ВАШИ ЗАДАНИЯ
a – Почему, согласно исходному тексту, святому Фоме было бы нетрудно сохранить учтивость в ответ на слова ученого англиканина? Ответьте в одном–двух предложениях.
b – Перечислите всех мыслителей, которые названы по имени в исходном тексте после заголовка. Если один человек упомянут под разными именами, укажите его один раз.

ИСХОДНЫЙ ТЕКСТ
Фома. Франциск. Ортодоксия - Гилберт Кийт Честертон
Очень ученый англиканин как-то сказал мне: «Понять не могу, почему все считают Аквината основоположником схоластики. На самом деле он положил ей конец». Сердился он при этом или не сердился, святой Фома ответил бы очень учтиво. Сохранить учтивость не так уж трудно, ибо ответ легок: на языке томизма «конец» – не уничтожение, но свершение. Что ж, томизм – конец философии, как Господь – конец творения. Мы не исчезаем в Боге, а становимся вечными, как вечная философия Фомы[48]. Мой достойный собеседник прав: династии мыслителей кончались, венчались переворотом. Мало того, переворот можно было предвидеть. Мы не обидим великого Стагирита, если скажем, что в определенном смысле он построил фундамент философии, грубый по сравнению с тонкостями средневековой мысли, что он положил яркие мазки, а схоласты занялись тончайшими оттенками. Быть может, это – преувеличение, но в нем есть правда. Как бы то ни было, Аристотеля, не говоря о Платоне, ко времени Фомы давно и хорошо толковали. Если потом это выродилось, философы расщепляли волос – занятие их все равно было тонким и требовало острых орудий.

ПЕРЕЧЕНЬ ЗАПИСЕЙ
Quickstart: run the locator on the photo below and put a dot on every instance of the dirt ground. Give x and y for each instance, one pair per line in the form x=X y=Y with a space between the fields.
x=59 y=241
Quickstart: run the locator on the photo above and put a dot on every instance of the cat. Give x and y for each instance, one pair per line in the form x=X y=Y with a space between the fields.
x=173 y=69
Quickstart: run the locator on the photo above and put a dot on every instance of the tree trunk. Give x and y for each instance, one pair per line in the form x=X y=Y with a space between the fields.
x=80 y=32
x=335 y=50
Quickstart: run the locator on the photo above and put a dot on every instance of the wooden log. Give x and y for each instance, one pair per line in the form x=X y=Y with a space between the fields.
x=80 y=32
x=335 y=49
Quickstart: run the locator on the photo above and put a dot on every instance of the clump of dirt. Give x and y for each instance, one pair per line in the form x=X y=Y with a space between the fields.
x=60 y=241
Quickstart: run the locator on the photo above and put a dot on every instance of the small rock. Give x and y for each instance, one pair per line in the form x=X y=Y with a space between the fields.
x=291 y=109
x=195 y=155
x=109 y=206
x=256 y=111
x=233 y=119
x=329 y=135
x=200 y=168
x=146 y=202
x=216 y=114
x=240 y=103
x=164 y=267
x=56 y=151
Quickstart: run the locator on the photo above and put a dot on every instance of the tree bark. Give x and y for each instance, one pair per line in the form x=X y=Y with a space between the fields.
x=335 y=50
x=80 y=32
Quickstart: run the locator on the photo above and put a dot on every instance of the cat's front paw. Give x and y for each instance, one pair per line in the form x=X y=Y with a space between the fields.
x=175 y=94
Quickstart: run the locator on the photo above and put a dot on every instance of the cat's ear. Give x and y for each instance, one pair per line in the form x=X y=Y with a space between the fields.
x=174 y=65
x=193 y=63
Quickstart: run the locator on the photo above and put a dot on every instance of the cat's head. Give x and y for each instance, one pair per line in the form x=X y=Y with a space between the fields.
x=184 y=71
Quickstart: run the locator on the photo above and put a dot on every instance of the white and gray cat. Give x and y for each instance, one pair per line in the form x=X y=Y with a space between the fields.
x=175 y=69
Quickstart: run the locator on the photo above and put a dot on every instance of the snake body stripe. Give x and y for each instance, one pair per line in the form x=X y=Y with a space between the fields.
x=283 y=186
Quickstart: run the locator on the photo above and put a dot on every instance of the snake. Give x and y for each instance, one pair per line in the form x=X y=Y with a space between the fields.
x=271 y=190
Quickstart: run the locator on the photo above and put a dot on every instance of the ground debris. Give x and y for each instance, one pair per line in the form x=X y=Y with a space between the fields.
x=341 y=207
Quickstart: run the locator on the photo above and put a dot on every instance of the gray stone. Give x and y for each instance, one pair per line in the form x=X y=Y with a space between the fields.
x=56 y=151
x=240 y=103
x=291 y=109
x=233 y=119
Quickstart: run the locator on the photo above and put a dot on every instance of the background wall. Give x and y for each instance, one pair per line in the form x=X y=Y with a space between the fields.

...

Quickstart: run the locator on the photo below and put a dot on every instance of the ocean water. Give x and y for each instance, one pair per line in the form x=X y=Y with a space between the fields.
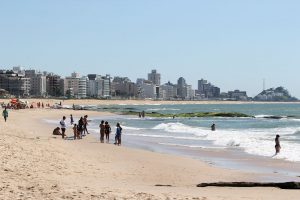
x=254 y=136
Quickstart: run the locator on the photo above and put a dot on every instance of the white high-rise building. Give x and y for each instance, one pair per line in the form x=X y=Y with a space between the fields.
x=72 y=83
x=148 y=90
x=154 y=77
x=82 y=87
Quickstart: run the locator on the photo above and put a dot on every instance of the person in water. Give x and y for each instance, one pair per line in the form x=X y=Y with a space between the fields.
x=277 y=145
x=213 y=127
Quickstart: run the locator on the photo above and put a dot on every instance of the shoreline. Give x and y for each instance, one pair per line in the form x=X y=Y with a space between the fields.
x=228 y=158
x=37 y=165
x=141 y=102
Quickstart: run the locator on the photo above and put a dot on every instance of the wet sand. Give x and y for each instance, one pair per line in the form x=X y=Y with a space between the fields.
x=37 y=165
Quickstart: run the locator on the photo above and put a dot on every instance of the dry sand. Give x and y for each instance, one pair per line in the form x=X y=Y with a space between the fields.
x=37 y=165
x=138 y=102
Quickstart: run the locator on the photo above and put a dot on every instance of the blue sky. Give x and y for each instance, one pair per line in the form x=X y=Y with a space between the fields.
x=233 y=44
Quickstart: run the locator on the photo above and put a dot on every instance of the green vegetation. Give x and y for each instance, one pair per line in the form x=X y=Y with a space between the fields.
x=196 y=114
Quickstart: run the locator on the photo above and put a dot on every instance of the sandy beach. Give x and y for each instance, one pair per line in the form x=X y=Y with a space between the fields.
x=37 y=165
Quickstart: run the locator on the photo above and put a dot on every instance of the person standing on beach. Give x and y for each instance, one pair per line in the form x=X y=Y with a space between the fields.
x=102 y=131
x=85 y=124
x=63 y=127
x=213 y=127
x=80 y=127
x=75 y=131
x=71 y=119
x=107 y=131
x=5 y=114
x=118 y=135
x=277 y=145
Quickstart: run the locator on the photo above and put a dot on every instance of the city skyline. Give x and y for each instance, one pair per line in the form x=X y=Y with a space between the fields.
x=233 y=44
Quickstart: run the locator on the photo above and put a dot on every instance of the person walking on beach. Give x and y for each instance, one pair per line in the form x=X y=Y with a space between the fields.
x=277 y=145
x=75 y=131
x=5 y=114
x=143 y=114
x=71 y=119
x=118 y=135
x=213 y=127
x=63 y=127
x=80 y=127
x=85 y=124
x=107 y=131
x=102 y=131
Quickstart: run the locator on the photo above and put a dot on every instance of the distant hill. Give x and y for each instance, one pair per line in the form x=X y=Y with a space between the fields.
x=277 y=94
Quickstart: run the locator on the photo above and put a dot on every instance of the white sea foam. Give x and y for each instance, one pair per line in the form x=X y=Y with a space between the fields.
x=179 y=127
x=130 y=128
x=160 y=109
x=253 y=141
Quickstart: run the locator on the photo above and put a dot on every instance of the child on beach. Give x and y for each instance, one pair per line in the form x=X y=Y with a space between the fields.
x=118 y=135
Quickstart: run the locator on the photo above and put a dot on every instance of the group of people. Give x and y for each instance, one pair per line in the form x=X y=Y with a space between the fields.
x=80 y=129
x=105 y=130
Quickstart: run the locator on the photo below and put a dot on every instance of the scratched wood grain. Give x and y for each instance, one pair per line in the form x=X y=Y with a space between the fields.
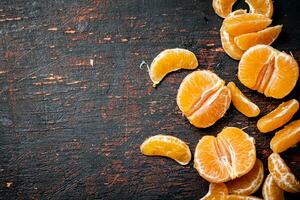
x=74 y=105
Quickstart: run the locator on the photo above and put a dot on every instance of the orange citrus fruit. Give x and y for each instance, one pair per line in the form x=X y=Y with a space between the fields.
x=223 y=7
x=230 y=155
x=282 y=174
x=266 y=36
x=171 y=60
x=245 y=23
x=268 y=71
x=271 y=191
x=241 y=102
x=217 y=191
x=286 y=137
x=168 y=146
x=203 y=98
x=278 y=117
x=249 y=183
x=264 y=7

---

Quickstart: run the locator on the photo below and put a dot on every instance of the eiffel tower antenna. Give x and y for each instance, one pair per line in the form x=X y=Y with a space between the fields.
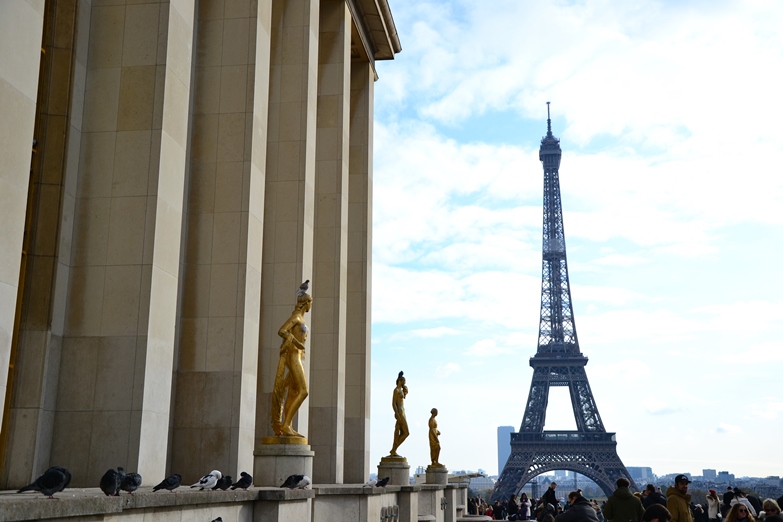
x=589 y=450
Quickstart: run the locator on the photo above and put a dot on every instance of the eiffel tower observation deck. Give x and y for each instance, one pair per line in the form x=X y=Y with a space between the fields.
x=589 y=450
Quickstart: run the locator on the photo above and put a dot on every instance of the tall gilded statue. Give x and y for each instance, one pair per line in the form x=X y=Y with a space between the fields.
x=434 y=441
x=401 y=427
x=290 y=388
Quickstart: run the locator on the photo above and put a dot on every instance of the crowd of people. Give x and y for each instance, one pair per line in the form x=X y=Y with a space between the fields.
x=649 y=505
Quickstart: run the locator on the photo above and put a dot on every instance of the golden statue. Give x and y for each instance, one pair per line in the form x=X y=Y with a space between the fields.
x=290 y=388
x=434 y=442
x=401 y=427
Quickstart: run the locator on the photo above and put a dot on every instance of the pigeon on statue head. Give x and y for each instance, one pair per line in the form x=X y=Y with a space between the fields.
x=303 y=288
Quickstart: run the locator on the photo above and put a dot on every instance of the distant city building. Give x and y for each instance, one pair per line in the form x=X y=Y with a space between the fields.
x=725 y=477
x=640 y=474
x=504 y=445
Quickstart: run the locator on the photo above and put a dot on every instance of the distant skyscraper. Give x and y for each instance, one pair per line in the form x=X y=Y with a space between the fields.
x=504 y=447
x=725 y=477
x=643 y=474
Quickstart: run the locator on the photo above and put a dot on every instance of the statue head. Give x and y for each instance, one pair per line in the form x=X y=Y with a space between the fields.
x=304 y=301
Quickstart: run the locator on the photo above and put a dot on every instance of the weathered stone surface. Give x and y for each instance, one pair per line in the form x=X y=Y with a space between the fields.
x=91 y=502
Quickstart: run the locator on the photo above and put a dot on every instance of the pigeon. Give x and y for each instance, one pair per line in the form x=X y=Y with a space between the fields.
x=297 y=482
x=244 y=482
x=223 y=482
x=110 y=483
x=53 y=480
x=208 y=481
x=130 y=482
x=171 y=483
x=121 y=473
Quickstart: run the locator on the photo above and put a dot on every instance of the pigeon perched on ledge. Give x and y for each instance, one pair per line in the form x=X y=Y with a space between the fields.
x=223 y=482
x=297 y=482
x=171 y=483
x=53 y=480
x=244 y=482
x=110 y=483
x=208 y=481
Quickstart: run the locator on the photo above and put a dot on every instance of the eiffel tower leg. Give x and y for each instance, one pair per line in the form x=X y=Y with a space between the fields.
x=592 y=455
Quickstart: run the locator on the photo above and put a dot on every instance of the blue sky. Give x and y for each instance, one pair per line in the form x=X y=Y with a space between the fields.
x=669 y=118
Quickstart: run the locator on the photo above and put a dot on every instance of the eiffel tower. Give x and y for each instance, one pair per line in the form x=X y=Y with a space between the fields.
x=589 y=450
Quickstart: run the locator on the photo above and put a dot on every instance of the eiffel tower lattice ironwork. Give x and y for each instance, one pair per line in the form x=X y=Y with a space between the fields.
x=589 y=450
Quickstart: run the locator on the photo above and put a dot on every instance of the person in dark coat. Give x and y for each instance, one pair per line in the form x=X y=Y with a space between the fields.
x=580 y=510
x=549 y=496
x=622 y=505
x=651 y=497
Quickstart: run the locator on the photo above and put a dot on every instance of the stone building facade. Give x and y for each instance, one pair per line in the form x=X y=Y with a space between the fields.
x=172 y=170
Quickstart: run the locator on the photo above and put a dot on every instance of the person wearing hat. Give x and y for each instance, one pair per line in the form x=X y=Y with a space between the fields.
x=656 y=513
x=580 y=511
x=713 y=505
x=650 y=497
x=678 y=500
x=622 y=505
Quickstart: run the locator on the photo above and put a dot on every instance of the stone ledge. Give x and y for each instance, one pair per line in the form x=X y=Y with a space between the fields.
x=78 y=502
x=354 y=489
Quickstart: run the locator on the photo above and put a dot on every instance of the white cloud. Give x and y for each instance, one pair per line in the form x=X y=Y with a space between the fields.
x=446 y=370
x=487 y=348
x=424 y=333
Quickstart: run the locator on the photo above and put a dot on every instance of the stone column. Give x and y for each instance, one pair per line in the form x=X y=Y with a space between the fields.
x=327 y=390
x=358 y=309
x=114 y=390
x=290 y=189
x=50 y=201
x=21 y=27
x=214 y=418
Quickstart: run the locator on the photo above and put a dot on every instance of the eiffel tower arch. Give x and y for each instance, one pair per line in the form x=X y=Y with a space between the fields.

РЕШЕНИЯ ЗАДАНИЙ
a – Сохранить учтивость было бы нетрудно, потому что ответ легок: на языке томизма «конец» означает не уничтожение, а свершение.

b – Фома Аквинский (Аквинат, святой Фома), Аристотель (Стагирит), Платон.